(Saved entries)
- Opening Delimiter -
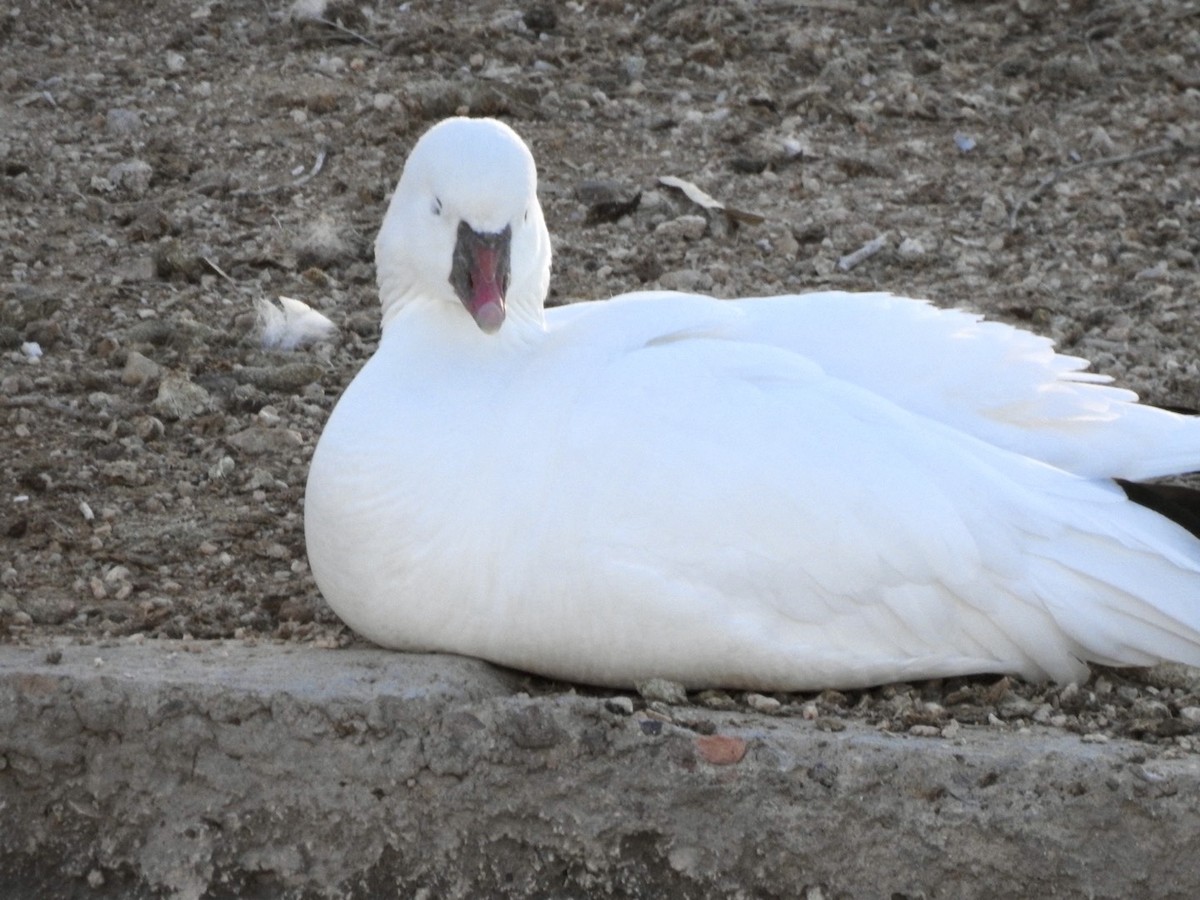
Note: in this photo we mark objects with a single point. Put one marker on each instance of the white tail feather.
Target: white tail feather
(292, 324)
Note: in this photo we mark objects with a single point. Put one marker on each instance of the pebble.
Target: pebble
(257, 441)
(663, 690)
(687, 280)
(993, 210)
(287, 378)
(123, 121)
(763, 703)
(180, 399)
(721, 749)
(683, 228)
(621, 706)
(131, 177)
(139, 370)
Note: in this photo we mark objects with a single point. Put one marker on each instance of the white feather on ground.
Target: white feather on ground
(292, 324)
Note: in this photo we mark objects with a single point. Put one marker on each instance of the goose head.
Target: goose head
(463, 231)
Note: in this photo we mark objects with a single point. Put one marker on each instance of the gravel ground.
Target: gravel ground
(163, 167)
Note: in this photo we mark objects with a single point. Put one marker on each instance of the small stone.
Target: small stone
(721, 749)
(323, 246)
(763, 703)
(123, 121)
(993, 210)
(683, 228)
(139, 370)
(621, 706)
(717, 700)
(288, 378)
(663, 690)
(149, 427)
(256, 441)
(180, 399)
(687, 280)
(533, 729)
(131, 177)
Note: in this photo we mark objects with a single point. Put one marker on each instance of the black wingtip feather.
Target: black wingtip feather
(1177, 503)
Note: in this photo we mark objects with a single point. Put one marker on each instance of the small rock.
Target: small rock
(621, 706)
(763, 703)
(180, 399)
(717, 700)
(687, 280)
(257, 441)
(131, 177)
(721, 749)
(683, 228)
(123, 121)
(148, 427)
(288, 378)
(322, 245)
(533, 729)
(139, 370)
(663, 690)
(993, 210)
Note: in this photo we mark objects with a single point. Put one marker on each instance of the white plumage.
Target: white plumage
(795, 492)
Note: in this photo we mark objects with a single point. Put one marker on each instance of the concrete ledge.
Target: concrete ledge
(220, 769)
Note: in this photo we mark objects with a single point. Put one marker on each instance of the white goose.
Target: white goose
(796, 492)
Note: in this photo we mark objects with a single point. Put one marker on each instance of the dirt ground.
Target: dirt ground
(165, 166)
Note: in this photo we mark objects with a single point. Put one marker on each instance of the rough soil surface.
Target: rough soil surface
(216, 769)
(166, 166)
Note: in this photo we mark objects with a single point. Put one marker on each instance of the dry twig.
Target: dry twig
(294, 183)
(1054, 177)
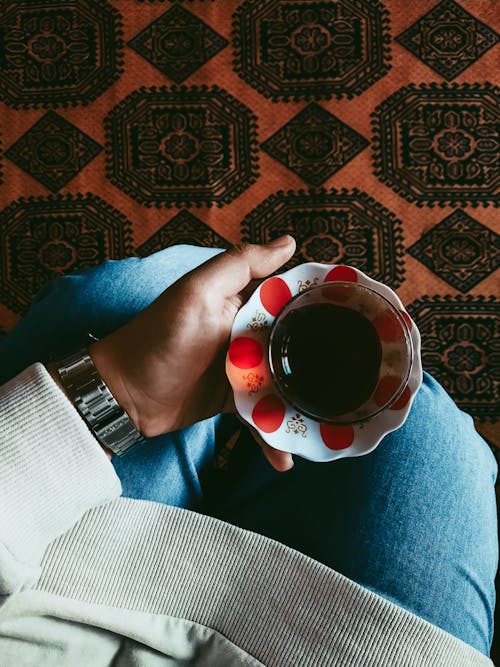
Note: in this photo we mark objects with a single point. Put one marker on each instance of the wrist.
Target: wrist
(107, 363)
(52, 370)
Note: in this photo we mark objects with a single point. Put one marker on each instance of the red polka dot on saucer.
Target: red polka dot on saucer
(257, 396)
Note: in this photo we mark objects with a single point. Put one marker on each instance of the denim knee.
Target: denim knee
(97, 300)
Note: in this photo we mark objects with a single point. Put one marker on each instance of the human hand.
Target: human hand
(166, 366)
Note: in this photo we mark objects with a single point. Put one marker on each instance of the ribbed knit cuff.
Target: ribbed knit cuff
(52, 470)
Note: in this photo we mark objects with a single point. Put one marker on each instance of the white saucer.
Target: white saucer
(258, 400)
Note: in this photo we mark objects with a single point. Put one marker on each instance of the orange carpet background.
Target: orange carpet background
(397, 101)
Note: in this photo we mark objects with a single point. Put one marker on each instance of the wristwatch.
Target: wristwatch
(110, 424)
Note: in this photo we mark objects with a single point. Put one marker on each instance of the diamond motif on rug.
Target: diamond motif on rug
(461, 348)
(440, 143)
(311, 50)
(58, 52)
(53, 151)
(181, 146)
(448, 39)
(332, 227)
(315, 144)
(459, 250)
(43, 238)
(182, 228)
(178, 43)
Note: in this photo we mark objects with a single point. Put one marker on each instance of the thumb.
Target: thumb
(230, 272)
- Closing Delimiter -
Work to be completed -> How would the lines above read from the one with "Target: rough soil surface" to the one with "the white saucer.", inclusive, with no pictures? Write them out exactly.

Answer for this exercise ->
Target: rough soil surface
(216, 769)
(166, 166)
Note: in this photo we mark objects with a single point. Put one marker on each instance of the dry twig.
Target: dry twig
(294, 183)
(1054, 177)
Note: in this photo we mark objects with a single point. Put one marker on each instance of the wrist.
Target: wrist
(107, 363)
(52, 370)
Note: in this photo we mark objects with a single point. Put one marker on each instance of the red polka dot on saucer.
Target: red polka dot on saucer
(257, 396)
Note: in this photo we mark objects with a single point. Put one marker on each instance of the denim knee.
Target: denim knee
(97, 300)
Note: in this photo we mark objects with a single point. Put one marker on each instance of the human hand.
Target: human hand
(166, 366)
Note: in this photo we mark objects with a single point. Put one marker on each instance of the ribbed knit cuff.
Target: ribbed knit cuff
(52, 470)
Note: in this photo we mark objects with a single point. Put one marker on each instance of the white saucer.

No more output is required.